## Activity
All of the data that follows is to be printed exactly, without pictures.

-- Data supplied follows --

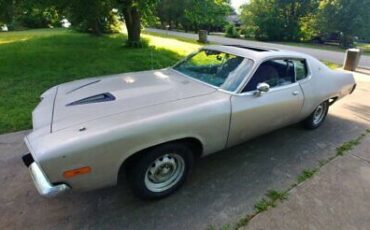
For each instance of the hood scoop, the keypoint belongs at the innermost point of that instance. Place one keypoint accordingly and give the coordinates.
(82, 86)
(104, 97)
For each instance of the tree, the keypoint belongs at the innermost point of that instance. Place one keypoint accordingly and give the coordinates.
(193, 14)
(277, 19)
(133, 12)
(348, 17)
(205, 14)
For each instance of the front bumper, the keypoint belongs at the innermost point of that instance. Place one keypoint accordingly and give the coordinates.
(42, 183)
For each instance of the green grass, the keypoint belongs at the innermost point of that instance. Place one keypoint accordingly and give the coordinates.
(35, 60)
(306, 174)
(365, 47)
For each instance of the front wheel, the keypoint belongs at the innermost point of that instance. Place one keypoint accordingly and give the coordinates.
(161, 171)
(317, 117)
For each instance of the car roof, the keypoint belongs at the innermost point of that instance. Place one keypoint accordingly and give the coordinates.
(256, 53)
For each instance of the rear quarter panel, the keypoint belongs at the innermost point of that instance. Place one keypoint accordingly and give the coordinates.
(323, 84)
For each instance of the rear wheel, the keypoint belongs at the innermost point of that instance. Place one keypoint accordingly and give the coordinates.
(317, 117)
(161, 171)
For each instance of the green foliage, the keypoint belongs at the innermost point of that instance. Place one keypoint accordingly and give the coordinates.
(52, 56)
(271, 199)
(231, 31)
(277, 20)
(350, 17)
(193, 14)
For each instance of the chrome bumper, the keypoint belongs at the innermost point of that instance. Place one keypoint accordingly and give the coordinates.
(42, 183)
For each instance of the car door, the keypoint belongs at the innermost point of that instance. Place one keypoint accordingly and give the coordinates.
(254, 114)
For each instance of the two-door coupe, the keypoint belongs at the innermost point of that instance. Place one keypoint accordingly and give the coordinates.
(151, 125)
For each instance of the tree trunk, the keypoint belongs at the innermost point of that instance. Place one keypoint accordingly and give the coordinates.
(133, 25)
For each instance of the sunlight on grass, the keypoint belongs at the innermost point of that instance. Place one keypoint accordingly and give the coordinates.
(180, 47)
(21, 36)
(33, 61)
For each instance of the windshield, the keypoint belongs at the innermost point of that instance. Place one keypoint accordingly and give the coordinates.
(216, 68)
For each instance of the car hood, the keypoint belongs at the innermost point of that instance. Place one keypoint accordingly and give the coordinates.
(84, 100)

-- Data supplied concluded --

## Answer
For each instance of the hood scoop, the keypoint belongs at the innermost point of that instance. Place one keypoint accordingly and give the coordinates.
(82, 86)
(104, 97)
For each instance of the tree, the keypoint belongs at the innermost point of that instance. Place one keypoint accordingly and give the coordinates.
(193, 14)
(277, 19)
(133, 12)
(348, 17)
(205, 14)
For each instance of the front bumper, the keypoint belongs at the innermost point of that instance. Place one keypoint accordingly and give the coordinates.
(42, 183)
For each instance of the green grass, the keypoint belongs at the innermost point of that instance. Place one keypoint accordingly and give the coordinates.
(35, 60)
(306, 174)
(365, 47)
For each instance of the front wheel, the keypoint belongs at the innermost point of that instance. Place one keypoint accordingly and give the coordinates.
(161, 171)
(317, 117)
For each instance of the car roof, the keypoint belongs at the innermost point of that instance. Place one keypoint accordingly and give the coordinates.
(256, 53)
For each instance of the rear quarter panel, the keypoint belongs at the innermost point of that instance. Place one keypoint accordingly and give the coordinates.
(323, 84)
For each instance of the rear wheel, the keypoint belongs at the innermost point of that instance. Place one keypoint accordingly and give the coordinates.
(317, 117)
(161, 171)
For each instance of the green foliage, the keypoint belongs at the innermost point of that instance. Place one keypoint accordingly and give the coordinates.
(52, 56)
(271, 199)
(231, 31)
(277, 20)
(350, 17)
(193, 14)
For each instance of the chrome bumper, the keypoint belongs at the innermost point of that instance. Place one keypoint accordingly and give the coordinates.
(42, 183)
For each instance of the car door, the keypoint belongs at the innermost point of that instance. Place one keypoint accordingly and give the coordinates.
(254, 114)
For each instance of the two-door coupe, the keypoint belongs at the innermost point of that instance. Place one keypoint accordingly and give the coordinates.
(151, 125)
For each instance of the tree trunk, the keypoint belongs at the innermost point of that instance. Place one keypoint accordingly and give the coordinates.
(133, 25)
For each instance of the sunlight on grass, the keypoint belongs at the innermost point of that instance. Place one keypoint accordingly and give the coordinates.
(180, 47)
(21, 36)
(33, 61)
For each instance of the windshield, the keypoint belongs at the innermost point of that instance. Place one keypoint accordingly and give the coordinates.
(216, 68)
For each instance of the car hood, the keypoint belongs at the innermost point of that instance. Place one keypoint accordingly and give the coordinates.
(84, 100)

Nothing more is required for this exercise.